>> START DATASET RECORDS

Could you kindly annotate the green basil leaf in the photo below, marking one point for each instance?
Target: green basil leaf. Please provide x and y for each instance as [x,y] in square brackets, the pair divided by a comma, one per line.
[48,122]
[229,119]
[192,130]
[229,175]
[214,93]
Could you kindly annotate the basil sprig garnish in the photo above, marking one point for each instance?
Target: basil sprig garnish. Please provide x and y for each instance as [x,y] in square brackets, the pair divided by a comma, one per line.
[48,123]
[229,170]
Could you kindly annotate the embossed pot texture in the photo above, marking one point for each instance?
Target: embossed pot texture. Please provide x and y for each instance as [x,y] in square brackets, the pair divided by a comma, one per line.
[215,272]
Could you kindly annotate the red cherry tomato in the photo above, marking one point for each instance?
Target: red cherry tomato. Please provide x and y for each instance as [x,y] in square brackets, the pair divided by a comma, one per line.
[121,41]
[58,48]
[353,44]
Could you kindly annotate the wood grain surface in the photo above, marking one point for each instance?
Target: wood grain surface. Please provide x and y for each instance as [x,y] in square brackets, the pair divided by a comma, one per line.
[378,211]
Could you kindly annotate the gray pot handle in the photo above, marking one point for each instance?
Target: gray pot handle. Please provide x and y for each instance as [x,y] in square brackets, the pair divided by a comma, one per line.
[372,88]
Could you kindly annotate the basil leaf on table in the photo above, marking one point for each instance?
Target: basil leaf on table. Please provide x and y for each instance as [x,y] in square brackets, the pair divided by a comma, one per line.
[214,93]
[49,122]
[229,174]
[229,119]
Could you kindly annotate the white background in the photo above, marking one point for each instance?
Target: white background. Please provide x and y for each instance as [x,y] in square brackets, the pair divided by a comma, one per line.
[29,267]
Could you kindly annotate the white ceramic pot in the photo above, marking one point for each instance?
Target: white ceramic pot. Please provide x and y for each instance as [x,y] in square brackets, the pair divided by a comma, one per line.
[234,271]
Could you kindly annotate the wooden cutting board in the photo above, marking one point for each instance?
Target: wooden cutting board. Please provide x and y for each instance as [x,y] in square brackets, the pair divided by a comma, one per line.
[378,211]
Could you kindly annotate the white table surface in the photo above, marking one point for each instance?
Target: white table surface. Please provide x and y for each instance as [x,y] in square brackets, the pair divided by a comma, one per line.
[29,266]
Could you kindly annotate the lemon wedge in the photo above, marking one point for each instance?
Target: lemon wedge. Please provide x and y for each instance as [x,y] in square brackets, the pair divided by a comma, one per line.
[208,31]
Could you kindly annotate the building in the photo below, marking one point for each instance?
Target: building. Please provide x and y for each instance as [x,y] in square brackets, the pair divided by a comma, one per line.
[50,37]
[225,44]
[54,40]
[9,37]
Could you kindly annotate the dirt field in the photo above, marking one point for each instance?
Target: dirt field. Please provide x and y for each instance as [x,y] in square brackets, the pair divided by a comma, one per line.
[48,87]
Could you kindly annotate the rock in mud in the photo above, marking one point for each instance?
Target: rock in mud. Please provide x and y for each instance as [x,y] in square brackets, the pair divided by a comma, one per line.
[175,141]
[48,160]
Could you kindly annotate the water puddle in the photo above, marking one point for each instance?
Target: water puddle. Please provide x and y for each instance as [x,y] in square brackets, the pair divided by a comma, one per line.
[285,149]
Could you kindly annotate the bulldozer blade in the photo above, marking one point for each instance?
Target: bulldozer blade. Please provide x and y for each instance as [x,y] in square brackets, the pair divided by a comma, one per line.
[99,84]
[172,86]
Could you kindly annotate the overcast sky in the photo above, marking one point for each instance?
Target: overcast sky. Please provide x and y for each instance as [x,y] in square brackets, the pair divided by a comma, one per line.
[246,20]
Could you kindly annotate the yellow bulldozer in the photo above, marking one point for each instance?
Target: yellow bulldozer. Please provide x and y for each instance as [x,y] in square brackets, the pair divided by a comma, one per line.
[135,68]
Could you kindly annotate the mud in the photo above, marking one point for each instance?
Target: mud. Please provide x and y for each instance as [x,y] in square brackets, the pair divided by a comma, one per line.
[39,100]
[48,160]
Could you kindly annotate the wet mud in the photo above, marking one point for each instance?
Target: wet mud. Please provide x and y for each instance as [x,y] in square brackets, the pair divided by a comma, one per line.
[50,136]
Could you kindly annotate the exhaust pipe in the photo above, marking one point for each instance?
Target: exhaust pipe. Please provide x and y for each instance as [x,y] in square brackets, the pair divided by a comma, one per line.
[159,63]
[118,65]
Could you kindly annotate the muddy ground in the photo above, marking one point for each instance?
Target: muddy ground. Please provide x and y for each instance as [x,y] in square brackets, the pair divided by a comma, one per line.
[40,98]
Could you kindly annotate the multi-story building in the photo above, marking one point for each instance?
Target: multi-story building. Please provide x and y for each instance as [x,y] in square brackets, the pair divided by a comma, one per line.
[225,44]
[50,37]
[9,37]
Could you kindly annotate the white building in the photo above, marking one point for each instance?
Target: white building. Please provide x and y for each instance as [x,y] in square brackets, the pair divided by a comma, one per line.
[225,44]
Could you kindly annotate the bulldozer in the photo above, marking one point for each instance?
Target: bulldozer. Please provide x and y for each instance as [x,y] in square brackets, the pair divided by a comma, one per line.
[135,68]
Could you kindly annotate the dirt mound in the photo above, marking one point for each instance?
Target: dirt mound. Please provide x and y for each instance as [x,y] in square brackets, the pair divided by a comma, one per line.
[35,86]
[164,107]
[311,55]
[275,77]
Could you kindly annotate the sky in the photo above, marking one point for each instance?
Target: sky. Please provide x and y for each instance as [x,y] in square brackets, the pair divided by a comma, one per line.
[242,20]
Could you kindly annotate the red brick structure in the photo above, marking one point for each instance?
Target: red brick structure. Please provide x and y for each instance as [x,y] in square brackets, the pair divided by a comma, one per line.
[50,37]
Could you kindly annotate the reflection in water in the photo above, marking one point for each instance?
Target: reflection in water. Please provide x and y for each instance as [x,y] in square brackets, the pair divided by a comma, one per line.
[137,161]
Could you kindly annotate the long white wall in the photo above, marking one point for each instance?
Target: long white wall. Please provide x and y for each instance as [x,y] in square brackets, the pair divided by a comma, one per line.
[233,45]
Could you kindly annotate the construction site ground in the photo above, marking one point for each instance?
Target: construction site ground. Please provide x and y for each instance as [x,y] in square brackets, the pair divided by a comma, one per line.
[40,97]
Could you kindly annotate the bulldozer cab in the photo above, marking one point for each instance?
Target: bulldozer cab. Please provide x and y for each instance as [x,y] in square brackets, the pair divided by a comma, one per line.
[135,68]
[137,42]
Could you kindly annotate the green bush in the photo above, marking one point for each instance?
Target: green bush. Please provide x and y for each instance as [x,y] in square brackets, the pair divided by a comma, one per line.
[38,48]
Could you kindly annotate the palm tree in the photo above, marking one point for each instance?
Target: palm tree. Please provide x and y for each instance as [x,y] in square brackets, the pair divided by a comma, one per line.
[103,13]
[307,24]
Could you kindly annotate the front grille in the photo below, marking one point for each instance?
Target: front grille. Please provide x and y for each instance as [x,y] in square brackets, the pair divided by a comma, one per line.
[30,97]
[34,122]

>> END DATASET RECORDS

**GIVEN REQUEST**
Please arrange the items as a numbered list, starting at the line with "Could you kindly annotate the long" and running through the last line of the items. Leave out blank lines.

**RESPONSE**
1. Could you kindly annotate the long white wall in the photo above, marking one point for each instance?
2. Target: long white wall. Please provide x and y for each instance as [x,y] in square brackets, the pair divided by a comma, one per line.
3. [233,45]
4. Could you kindly annotate the construction site ground in the photo above, marking one point for each instance?
5. Target: construction site ground. Please provide x and y for each instance as [x,y] in square brackets, the pair divided by a comma, one per line.
6. [40,97]
7. Could you kindly annotate the bulldozer cab in the photo above, marking one point for each instance?
8. Target: bulldozer cab. Please provide x and y for each instance as [x,y] in square brackets, the pair divided by a comma, one per line.
9. [135,68]
10. [137,42]
11. Could you kindly annotate the green bush in the photo above, marking one point for each instance?
12. Target: green bush. Please provide x and y for each instance as [x,y] in square brackets, the pair divided by a comma, one per line.
13. [38,48]
14. Could you kindly annotate the palm tree in the photo above, marking one point for each instance?
15. Target: palm tree. Please provide x and y for each instance as [x,y] in square brackets, the pair divided by a comma, one per line.
16. [103,13]
17. [307,24]
18. Could you kindly annotate the front grille in the photo below, marking one point for each instance?
19. Target: front grille. Please provide x and y for each instance as [x,y] in square brackets, the pair divided by a comma, one per line.
20. [30,97]
21. [34,122]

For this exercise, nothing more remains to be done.